== BRIEF ==
Copy the lines below verbatim, beginning with the line that includes "stem in the photo above." and continuing to the end; leave out everything before it.

________________________________________

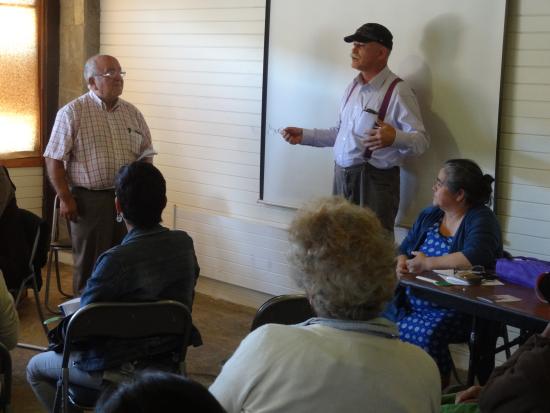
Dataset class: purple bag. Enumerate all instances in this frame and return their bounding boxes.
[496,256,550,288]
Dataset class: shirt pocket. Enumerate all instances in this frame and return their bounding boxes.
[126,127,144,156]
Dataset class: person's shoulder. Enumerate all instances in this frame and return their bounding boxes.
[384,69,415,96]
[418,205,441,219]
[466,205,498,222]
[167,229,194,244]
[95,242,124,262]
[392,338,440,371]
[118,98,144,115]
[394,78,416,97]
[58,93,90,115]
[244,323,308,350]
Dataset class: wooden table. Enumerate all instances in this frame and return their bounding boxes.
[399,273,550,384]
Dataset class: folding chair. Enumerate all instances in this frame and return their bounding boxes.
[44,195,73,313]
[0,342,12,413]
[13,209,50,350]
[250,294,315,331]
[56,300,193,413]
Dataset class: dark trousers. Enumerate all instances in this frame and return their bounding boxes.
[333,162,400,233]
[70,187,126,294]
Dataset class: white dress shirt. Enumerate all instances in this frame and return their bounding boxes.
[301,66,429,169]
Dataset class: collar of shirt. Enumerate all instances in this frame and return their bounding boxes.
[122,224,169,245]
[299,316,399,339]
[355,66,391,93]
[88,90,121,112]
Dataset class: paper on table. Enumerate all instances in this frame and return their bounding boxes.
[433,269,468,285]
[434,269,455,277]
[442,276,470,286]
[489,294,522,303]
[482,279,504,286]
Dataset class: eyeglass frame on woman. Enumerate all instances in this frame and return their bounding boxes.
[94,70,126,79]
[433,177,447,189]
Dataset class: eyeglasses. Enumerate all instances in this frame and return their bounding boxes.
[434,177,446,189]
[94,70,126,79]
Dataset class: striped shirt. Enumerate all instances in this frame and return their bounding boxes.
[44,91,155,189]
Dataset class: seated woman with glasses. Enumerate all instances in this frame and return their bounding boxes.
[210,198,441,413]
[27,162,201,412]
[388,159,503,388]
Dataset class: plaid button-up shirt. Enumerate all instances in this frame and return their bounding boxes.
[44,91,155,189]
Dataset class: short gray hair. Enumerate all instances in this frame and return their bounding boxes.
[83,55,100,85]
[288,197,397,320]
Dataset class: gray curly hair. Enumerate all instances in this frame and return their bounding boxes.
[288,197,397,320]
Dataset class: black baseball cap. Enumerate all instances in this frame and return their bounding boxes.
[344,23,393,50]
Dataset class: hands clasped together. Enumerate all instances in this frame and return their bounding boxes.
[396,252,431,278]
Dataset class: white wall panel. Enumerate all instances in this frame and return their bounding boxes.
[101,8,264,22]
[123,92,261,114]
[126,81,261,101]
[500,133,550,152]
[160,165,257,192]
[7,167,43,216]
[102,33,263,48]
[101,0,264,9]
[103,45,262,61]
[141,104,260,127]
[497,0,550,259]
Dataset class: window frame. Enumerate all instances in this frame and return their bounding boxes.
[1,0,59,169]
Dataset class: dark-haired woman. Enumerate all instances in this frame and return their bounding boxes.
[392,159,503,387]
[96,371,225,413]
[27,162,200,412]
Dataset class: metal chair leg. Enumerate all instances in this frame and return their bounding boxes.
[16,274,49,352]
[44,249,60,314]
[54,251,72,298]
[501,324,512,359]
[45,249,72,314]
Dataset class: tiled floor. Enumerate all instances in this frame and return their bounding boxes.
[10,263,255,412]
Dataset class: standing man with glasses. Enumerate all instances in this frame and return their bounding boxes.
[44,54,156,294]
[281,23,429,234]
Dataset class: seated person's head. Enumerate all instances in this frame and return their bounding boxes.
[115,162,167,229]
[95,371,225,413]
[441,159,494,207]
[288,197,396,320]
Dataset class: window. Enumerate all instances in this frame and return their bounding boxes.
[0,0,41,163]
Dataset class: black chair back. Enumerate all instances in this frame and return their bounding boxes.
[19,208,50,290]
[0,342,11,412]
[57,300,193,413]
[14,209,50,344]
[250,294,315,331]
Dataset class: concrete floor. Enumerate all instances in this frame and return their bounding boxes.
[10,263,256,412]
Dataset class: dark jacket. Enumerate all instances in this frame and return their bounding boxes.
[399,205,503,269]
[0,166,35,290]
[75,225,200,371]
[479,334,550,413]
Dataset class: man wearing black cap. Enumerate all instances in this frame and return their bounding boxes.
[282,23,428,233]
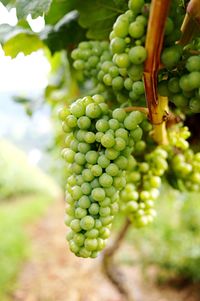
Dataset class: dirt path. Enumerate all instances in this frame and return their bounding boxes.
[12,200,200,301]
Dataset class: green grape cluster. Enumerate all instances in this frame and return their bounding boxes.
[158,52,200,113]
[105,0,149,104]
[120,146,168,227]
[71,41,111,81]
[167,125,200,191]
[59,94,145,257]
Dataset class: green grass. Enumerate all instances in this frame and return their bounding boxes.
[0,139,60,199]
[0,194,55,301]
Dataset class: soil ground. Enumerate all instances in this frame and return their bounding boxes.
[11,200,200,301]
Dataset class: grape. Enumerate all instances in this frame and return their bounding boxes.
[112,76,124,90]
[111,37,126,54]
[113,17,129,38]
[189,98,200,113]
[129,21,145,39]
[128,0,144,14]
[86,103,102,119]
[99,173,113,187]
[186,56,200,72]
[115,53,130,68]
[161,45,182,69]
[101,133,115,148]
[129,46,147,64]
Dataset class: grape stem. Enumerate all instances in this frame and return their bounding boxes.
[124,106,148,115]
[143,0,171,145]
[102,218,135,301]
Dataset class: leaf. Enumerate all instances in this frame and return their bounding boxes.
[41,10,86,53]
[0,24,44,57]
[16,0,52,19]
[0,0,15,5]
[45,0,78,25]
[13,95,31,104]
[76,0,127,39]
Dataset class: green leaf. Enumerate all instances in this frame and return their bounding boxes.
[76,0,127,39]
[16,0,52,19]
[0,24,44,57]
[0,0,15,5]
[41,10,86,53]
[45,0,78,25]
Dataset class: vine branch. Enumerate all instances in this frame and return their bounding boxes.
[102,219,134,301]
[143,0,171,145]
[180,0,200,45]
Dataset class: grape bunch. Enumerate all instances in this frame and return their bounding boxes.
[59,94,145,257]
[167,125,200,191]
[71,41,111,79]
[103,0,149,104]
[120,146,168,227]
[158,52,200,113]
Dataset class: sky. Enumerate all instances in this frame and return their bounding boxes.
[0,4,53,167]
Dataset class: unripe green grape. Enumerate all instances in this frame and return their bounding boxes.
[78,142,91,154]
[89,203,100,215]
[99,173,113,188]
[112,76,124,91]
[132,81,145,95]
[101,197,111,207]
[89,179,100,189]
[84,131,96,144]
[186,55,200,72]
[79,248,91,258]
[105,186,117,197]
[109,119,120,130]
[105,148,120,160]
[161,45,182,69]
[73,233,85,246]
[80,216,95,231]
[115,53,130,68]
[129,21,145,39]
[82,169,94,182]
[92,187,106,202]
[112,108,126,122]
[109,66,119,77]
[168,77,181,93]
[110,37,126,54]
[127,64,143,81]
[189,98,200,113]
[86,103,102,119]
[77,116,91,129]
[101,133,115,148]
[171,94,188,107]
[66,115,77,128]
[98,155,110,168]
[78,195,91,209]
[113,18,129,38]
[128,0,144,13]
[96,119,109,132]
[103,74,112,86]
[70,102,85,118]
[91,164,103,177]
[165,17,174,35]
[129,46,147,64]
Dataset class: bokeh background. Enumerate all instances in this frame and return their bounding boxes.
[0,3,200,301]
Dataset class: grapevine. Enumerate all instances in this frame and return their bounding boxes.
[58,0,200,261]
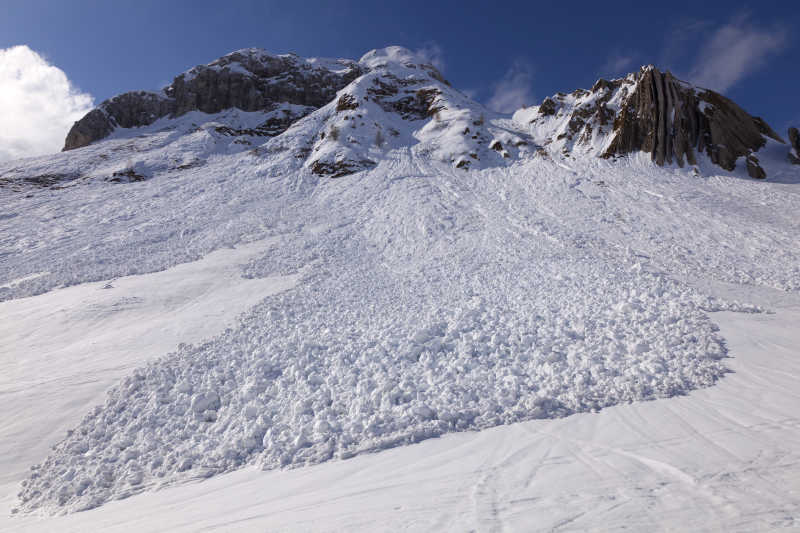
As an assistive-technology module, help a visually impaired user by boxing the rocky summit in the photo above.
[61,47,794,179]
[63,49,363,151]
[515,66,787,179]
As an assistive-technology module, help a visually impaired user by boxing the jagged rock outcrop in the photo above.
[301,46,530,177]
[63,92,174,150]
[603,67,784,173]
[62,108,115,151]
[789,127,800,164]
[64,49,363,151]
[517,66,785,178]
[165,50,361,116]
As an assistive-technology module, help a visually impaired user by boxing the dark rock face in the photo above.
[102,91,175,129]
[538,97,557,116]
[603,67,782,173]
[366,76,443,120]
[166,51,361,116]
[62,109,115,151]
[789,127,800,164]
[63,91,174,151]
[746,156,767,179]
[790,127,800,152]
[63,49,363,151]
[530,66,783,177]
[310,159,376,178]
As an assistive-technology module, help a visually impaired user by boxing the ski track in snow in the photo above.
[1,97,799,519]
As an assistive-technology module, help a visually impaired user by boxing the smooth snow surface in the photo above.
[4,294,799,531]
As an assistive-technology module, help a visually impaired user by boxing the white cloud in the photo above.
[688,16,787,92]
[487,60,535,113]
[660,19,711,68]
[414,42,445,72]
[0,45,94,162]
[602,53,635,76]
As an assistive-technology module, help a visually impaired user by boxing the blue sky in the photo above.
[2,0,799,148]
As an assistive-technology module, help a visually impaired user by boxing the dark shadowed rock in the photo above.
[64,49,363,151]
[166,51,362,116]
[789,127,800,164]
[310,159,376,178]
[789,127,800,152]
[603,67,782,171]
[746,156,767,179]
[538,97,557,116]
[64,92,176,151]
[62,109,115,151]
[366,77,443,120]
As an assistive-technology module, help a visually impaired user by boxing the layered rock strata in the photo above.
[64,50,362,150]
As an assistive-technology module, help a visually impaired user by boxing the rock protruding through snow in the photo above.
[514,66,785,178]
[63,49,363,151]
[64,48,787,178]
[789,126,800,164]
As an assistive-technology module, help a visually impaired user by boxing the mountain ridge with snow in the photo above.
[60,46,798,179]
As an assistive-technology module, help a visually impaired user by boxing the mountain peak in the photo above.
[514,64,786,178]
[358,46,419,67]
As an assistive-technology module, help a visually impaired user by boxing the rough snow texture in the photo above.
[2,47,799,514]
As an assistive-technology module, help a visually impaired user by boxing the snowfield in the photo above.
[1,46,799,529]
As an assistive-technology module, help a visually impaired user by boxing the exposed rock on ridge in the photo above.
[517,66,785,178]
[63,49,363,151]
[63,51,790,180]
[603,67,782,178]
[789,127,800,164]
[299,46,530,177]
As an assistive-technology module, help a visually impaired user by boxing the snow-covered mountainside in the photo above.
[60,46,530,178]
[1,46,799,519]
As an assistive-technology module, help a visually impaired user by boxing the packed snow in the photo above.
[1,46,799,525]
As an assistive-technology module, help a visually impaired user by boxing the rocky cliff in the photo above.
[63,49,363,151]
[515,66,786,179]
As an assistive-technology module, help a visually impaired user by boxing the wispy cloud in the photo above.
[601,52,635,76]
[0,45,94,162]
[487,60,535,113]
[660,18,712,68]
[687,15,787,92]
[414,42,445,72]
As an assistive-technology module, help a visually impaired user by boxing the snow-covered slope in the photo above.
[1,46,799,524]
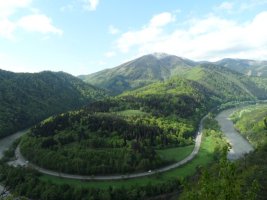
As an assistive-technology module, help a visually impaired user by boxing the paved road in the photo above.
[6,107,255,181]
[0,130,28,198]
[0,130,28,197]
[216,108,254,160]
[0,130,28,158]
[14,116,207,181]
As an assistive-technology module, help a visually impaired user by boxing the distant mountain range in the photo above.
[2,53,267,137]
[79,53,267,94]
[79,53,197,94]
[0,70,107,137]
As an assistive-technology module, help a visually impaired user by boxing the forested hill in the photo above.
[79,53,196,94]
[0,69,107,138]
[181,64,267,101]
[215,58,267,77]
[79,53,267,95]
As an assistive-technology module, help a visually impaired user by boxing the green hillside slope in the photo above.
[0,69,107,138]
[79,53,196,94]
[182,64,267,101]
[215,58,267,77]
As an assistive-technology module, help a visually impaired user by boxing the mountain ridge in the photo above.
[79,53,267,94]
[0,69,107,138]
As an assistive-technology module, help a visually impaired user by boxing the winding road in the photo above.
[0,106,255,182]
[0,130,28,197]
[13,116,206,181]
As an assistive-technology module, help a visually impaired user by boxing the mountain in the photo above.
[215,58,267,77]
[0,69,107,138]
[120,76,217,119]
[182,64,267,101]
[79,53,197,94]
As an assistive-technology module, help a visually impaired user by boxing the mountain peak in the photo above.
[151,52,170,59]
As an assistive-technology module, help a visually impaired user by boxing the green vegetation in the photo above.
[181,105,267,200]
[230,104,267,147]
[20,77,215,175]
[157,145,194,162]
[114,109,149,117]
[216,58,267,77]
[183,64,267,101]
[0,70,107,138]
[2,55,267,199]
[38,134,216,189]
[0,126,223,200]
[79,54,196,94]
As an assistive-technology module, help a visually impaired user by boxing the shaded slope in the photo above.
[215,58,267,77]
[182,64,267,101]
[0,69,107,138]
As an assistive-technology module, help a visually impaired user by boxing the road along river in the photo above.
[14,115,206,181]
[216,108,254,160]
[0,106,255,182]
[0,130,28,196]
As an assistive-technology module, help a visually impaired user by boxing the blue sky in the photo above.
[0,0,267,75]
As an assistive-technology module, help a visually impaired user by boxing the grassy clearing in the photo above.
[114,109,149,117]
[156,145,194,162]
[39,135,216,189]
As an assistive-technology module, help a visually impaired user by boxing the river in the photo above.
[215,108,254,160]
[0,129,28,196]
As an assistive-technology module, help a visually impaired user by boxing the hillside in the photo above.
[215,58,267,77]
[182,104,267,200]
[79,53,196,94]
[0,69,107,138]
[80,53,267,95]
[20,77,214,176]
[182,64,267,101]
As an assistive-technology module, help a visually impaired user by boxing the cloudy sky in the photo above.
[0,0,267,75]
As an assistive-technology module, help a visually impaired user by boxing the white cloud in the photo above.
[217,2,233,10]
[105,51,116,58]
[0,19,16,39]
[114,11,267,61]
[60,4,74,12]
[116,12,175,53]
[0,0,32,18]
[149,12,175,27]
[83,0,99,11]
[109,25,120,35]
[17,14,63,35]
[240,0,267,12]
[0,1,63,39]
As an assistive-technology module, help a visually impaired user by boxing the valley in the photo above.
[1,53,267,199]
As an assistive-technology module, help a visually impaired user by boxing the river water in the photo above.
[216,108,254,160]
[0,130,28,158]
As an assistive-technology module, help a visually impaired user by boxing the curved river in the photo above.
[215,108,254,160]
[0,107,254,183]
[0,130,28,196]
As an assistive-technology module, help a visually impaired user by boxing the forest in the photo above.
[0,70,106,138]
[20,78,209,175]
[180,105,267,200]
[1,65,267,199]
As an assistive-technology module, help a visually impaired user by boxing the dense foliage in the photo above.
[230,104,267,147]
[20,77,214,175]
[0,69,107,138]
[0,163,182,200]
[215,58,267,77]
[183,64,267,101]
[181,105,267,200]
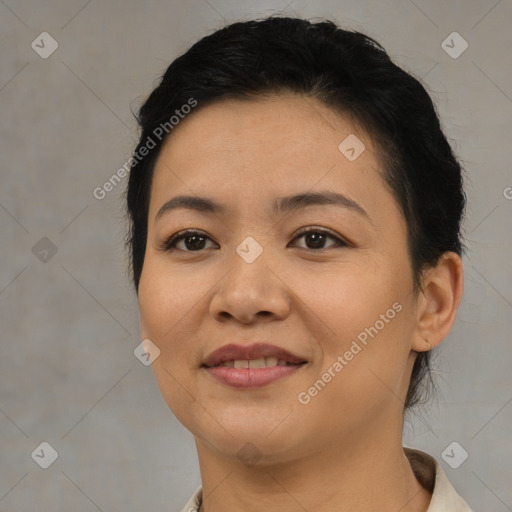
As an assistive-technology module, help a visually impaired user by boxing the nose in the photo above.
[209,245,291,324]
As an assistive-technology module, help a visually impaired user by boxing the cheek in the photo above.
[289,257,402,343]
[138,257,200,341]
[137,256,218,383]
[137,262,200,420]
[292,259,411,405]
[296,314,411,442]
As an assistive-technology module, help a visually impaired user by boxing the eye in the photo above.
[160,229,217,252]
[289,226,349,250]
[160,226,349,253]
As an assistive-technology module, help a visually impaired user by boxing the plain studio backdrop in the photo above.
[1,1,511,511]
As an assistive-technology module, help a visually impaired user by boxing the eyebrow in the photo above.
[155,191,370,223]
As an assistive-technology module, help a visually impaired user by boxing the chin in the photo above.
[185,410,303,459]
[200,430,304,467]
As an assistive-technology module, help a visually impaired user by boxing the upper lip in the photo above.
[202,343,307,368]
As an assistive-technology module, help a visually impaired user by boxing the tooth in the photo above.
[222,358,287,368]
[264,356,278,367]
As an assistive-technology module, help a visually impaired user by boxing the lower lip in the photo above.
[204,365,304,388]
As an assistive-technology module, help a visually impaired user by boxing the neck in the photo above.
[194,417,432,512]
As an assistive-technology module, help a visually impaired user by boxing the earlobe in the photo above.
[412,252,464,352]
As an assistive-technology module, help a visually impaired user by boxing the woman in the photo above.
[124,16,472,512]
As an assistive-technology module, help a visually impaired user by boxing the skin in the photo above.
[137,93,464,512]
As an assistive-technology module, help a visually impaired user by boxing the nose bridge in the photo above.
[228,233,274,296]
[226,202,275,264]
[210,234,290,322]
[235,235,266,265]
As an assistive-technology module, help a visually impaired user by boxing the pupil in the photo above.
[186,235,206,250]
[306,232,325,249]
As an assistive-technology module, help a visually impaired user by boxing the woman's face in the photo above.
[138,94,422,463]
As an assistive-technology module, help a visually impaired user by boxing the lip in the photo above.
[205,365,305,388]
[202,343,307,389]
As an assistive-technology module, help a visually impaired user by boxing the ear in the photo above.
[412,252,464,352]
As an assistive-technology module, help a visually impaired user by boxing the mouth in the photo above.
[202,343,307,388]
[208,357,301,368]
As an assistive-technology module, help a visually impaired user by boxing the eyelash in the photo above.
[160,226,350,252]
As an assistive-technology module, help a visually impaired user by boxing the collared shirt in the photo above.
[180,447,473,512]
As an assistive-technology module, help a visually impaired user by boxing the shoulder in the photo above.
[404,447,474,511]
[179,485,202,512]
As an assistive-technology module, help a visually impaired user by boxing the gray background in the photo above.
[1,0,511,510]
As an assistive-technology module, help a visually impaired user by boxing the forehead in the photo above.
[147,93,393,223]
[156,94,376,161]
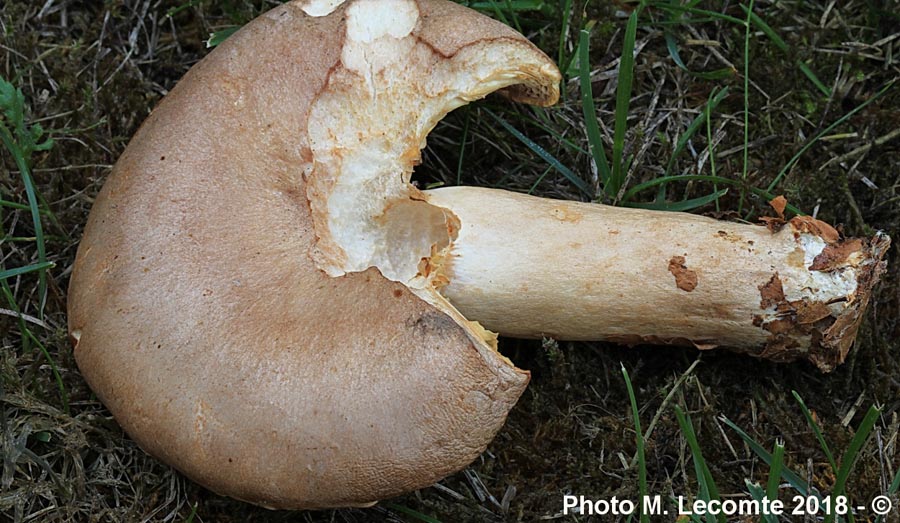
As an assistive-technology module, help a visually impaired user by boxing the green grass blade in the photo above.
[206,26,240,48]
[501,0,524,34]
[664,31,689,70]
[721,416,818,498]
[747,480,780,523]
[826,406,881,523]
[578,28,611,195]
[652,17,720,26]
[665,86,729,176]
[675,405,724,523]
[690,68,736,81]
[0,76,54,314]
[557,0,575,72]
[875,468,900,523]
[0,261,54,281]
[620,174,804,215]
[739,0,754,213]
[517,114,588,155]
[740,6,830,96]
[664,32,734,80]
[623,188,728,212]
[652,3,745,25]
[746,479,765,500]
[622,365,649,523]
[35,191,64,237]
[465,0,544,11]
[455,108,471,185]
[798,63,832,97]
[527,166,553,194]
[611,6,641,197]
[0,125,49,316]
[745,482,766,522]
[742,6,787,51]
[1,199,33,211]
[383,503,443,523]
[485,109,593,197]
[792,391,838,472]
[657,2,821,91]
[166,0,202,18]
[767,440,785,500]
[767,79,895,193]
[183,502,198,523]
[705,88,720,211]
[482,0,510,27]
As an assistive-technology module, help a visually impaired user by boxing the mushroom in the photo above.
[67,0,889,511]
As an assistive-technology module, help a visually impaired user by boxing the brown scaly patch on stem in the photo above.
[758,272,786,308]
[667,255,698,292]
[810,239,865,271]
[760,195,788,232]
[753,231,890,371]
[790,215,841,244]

________________________________________

== FINAL ANSWER ==
As an assistive-technology module, help a visually impaired user by boxing the brown scaly patch on stem in the photo above.
[758,272,786,308]
[667,255,698,292]
[810,239,865,271]
[760,195,788,232]
[753,231,890,371]
[790,215,841,244]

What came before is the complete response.